[Data to use Boundary: Start]

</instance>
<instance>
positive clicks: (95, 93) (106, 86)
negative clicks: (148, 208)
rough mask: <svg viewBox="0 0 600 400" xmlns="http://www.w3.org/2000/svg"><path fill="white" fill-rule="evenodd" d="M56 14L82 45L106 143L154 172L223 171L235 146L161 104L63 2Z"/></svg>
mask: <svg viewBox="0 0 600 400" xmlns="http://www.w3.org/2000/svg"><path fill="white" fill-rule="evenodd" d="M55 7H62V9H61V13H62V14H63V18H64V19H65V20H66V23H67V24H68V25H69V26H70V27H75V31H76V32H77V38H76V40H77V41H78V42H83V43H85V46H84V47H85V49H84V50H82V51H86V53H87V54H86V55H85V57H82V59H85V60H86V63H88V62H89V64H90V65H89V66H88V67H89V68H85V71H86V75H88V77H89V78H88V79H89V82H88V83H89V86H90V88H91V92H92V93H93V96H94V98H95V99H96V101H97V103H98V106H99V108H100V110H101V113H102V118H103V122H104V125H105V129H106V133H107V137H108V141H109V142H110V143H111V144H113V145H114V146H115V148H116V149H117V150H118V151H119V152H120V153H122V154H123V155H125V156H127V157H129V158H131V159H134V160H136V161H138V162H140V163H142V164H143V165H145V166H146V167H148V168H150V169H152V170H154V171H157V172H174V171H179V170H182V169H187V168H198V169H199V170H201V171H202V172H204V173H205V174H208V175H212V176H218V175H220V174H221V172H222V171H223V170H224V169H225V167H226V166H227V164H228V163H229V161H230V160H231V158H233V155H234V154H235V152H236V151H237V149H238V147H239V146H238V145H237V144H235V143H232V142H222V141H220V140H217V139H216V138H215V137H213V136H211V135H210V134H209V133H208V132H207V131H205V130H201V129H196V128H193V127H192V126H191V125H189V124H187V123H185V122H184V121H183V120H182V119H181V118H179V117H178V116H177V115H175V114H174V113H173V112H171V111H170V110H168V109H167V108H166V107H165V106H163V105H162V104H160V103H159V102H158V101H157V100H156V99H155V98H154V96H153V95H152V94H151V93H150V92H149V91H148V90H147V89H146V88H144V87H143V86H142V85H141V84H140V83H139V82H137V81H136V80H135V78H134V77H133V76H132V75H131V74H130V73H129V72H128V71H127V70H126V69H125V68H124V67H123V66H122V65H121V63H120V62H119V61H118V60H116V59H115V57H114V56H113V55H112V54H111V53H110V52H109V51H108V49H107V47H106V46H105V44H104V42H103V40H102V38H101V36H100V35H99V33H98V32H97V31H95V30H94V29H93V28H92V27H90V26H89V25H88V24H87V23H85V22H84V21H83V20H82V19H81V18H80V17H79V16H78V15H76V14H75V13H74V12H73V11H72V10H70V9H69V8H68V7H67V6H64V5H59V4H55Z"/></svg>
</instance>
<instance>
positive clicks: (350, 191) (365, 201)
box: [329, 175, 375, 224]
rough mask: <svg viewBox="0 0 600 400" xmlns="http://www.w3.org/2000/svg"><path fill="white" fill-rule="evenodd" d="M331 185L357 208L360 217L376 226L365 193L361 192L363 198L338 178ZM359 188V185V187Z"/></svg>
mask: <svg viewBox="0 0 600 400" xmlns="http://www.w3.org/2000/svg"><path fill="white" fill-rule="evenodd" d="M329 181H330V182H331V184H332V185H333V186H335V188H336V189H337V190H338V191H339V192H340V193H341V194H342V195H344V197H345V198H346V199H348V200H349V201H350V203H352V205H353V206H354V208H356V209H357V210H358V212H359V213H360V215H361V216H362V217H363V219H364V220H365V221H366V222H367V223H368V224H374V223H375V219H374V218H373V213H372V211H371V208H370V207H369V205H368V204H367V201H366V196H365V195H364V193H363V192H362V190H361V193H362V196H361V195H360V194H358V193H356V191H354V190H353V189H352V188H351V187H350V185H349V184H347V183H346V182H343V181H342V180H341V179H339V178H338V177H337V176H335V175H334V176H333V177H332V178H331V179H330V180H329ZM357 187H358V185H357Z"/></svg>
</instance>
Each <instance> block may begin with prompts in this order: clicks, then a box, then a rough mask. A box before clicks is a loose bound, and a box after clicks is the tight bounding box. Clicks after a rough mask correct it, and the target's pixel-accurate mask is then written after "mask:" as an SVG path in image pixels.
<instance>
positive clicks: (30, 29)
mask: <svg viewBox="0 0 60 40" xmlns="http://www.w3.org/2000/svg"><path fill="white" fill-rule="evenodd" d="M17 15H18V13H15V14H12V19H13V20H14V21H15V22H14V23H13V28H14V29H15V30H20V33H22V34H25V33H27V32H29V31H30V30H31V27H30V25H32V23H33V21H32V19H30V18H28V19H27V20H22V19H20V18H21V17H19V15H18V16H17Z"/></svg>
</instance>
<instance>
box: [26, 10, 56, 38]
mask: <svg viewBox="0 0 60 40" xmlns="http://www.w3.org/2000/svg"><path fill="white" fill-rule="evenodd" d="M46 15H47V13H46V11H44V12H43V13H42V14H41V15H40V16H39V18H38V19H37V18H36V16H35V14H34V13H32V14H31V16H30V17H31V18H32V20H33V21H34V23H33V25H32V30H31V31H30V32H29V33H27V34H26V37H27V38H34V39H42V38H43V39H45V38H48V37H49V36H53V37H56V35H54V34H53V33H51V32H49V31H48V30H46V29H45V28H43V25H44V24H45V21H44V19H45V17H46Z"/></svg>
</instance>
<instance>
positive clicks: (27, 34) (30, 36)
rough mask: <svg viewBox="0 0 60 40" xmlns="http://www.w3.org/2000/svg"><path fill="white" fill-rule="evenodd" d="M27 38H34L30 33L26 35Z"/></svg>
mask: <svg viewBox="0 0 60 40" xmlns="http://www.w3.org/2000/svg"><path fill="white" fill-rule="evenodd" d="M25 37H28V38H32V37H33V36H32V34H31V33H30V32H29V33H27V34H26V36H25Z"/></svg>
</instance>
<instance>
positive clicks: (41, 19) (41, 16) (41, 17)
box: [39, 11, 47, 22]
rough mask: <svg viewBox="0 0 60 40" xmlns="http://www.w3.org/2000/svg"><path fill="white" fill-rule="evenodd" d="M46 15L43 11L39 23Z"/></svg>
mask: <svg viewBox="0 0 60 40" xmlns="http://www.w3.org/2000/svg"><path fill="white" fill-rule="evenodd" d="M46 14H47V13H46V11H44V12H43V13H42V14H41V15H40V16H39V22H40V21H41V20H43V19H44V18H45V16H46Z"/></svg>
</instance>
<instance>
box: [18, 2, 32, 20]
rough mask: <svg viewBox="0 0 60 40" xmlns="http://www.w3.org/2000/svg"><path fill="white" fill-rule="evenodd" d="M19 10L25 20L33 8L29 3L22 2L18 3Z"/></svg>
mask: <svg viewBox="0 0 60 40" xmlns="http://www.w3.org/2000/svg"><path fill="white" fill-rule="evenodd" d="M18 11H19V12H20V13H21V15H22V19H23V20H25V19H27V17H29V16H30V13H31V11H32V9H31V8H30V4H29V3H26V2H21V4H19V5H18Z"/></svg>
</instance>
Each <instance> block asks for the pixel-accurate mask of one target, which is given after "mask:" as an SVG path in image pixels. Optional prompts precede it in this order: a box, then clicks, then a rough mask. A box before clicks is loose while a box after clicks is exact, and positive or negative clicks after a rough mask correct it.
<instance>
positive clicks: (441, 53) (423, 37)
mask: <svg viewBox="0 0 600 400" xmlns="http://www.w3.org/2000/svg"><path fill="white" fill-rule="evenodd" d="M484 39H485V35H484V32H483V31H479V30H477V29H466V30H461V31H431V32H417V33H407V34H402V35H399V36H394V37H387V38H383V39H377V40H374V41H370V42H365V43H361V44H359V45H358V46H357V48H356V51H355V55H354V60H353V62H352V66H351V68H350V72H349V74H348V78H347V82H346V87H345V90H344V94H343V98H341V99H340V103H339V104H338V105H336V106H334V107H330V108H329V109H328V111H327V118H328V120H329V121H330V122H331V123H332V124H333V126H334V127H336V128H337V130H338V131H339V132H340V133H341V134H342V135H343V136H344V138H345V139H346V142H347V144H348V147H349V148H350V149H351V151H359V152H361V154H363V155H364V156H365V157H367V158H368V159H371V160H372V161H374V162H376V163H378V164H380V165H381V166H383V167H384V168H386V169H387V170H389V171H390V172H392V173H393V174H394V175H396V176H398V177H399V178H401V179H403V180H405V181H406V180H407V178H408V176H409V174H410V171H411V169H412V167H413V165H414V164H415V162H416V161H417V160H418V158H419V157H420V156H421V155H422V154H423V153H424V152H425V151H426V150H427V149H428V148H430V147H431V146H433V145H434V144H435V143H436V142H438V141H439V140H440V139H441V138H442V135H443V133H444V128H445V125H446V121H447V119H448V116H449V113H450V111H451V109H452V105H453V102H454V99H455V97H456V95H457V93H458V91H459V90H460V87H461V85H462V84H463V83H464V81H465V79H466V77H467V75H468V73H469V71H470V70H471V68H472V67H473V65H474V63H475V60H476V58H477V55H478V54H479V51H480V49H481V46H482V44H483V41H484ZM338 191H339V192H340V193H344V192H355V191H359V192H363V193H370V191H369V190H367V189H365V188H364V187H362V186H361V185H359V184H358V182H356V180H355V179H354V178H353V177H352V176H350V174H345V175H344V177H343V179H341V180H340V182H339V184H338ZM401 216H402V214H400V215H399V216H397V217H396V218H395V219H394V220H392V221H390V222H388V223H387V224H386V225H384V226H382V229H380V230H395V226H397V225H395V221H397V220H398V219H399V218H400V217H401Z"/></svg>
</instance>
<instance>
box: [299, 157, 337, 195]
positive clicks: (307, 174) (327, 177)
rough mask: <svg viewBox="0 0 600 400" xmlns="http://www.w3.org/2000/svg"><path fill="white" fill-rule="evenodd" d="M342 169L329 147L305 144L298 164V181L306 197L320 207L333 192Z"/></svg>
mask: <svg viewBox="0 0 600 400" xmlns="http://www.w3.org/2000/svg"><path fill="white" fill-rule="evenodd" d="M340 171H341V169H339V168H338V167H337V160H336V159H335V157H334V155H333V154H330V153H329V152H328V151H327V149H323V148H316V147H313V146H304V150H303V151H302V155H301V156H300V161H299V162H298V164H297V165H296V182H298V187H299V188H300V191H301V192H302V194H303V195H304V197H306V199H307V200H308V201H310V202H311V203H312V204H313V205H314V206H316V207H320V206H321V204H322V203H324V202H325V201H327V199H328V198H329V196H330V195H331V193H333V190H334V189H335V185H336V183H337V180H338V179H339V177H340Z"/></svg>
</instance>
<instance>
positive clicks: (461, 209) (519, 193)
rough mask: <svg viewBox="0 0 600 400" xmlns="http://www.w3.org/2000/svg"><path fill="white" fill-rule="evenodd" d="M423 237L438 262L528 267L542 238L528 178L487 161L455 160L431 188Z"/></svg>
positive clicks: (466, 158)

[Data to use Boundary: End]

→ **About this exercise**
How many lines in the records above hold the string "order"? Only the number is wanted.

→ **Result below**
2